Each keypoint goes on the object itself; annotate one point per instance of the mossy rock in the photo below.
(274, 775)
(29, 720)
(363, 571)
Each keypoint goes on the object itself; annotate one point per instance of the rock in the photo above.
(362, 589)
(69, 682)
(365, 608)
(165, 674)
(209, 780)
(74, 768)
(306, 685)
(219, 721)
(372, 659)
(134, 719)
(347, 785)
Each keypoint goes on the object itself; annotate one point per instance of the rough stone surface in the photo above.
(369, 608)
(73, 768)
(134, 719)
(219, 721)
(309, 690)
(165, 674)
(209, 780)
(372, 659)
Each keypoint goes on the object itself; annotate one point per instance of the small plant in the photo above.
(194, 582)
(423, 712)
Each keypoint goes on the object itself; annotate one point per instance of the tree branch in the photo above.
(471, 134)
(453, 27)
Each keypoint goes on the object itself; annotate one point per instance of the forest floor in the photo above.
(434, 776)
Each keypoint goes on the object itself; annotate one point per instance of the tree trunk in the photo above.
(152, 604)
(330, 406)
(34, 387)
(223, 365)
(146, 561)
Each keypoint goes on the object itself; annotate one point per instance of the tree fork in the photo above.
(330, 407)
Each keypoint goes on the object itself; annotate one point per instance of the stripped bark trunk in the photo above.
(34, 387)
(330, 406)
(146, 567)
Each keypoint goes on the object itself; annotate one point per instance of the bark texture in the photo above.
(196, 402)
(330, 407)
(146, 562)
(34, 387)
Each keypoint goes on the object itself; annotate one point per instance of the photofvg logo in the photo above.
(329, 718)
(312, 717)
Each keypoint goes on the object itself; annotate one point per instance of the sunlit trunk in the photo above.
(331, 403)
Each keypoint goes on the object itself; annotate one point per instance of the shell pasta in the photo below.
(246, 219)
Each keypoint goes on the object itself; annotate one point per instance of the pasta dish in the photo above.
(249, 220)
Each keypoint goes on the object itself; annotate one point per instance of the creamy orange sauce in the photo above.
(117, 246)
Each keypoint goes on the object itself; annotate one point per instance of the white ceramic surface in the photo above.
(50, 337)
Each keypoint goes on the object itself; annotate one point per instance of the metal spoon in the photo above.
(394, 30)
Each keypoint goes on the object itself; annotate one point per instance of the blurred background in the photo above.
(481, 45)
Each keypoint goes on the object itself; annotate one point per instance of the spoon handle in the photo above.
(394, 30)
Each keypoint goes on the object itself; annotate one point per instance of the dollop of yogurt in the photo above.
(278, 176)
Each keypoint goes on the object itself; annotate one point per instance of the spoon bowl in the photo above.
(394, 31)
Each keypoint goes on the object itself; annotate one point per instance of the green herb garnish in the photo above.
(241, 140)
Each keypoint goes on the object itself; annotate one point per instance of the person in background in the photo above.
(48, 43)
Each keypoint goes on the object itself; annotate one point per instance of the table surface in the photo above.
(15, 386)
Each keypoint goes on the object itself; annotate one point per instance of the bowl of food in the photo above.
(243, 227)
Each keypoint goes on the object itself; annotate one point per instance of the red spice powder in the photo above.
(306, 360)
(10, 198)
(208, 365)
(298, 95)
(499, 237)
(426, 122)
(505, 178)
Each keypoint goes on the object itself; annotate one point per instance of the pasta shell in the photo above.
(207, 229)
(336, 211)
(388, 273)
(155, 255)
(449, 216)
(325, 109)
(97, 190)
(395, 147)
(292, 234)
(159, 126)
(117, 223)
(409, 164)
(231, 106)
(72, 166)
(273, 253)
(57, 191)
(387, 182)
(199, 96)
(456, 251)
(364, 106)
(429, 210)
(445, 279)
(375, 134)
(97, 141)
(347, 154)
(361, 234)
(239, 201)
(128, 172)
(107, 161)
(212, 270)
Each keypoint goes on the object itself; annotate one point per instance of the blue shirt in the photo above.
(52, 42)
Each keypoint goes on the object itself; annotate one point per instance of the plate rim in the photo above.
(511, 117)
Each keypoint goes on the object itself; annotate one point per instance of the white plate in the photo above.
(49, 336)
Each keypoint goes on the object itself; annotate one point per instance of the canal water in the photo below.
• • •
The problem: Reproduce every line above verbatim, with no changes of any kind.

The reply:
Each keypoint goes on the object itself; annotate one point per instance of the mossy rock in the photo below.
(274, 775)
(29, 720)
(363, 571)
Each keypoint goes on the object itself; annotate one point per instance of the rock in the photo above.
(362, 589)
(69, 682)
(365, 608)
(165, 674)
(209, 780)
(74, 768)
(306, 685)
(219, 721)
(372, 659)
(134, 719)
(347, 785)
Each keypoint goes on the object itself; annotate one point per instance of the rough stone surface in the photo above.
(369, 608)
(73, 768)
(134, 719)
(219, 721)
(309, 690)
(165, 674)
(209, 780)
(372, 659)
Each keypoint goes on the object itself; annotate one point per instance of the small plant in the photo above.
(194, 582)
(423, 712)
Each keypoint goes on the object itself; annotate one point per instance of the tree branch in the photo above.
(471, 134)
(453, 27)
Each keypoint goes on the object itself; annotate one point per instance of the forest floor in the photo above.
(434, 776)
Each keypoint goes on the object itself; annotate one point per instance of the tree trunk in the photo above.
(152, 604)
(330, 406)
(34, 387)
(223, 365)
(146, 561)
Each keypoint goes on the object itself; annotate one point per instance of the tree fork in the photo above.
(330, 407)
Each keypoint goes on the object itself; annotate one point per instance of the stripped bark trunk in the photo above.
(34, 387)
(330, 406)
(146, 567)
Each keypoint goes on the object itself; annotate one point per instance of the bark texture in the photo above.
(196, 402)
(330, 407)
(146, 562)
(34, 387)
Each keypoint goes on the object itself; annotate one point per instance of the photofvg logo in the photo above.
(329, 718)
(312, 717)
Each keypoint goes on the object itself; annotate one point per instance of the sunlit trunk in the photo above.
(331, 403)
Each keypoint goes on the object itself; annotate one point per instance of the shell pasta in the photo below.
(246, 219)
Each keypoint goes on the object itself; annotate one point per instance of the pasta dish in the photo above.
(249, 220)
Each keypoint goes on the object itself; annotate one point per instance of the creamy orange sauce in the photo above.
(117, 246)
Each keypoint goes on the object itself; annotate one point per instance of the white ceramic surface in the photo above.
(50, 337)
Each keypoint goes on the object itself; annotate one point per instance of the metal spoon in the photo above.
(394, 30)
Each keypoint goes on the object itself; annotate one point per instance of the blurred background in the photo above.
(481, 45)
Each keypoint goes on the object itself; annotate one point per instance of the spoon handle in the photo above.
(394, 30)
Each keypoint goes on the object itself; annotate one point per instance of the dollop of yogurt in the photo above.
(278, 176)
Each keypoint goes on the object itself; annotate one point per instance of the spoon bowl in the photo above.
(394, 31)
Each keypoint goes on the object itself; annotate one point per instance of the green herb garnish in the photo above.
(241, 140)
Each keypoint goes on the object itself; annotate one point per instance of the person in background in the photo above.
(48, 43)
Each keypoint goes on the object itself; annotate one point per instance of the table surface in the photo above.
(15, 386)
Each keypoint goes on the object itself; annotate one point per instance of the bowl of food in the photo above.
(243, 227)
Each keypoint goes on the object itself; annotate one point per instance of the red spice powder in the photo above.
(306, 360)
(10, 198)
(208, 365)
(298, 95)
(499, 237)
(426, 122)
(505, 178)
Each keypoint goes on the object itself; annotate one point per instance of the pasta shell in the photo above.
(207, 229)
(336, 211)
(388, 273)
(155, 255)
(449, 216)
(325, 109)
(97, 190)
(395, 147)
(292, 234)
(159, 126)
(117, 223)
(409, 164)
(231, 106)
(72, 166)
(273, 253)
(57, 191)
(387, 182)
(199, 96)
(456, 251)
(364, 106)
(429, 210)
(445, 279)
(375, 134)
(97, 141)
(347, 154)
(361, 234)
(239, 201)
(128, 172)
(107, 161)
(212, 270)
Each keypoint goes on the object itself; annotate one point per instance of the blue shirt in the photo above.
(52, 42)
Each keypoint goes on the object itself; annotate one point per instance of the plate rim in the photo above.
(511, 117)
Each keypoint goes on the object itself; annotate one point per instance of the white plate in the photo above.
(49, 336)
Each keypoint goes on the object itself; annotate one point per instance of the canal water in the photo below.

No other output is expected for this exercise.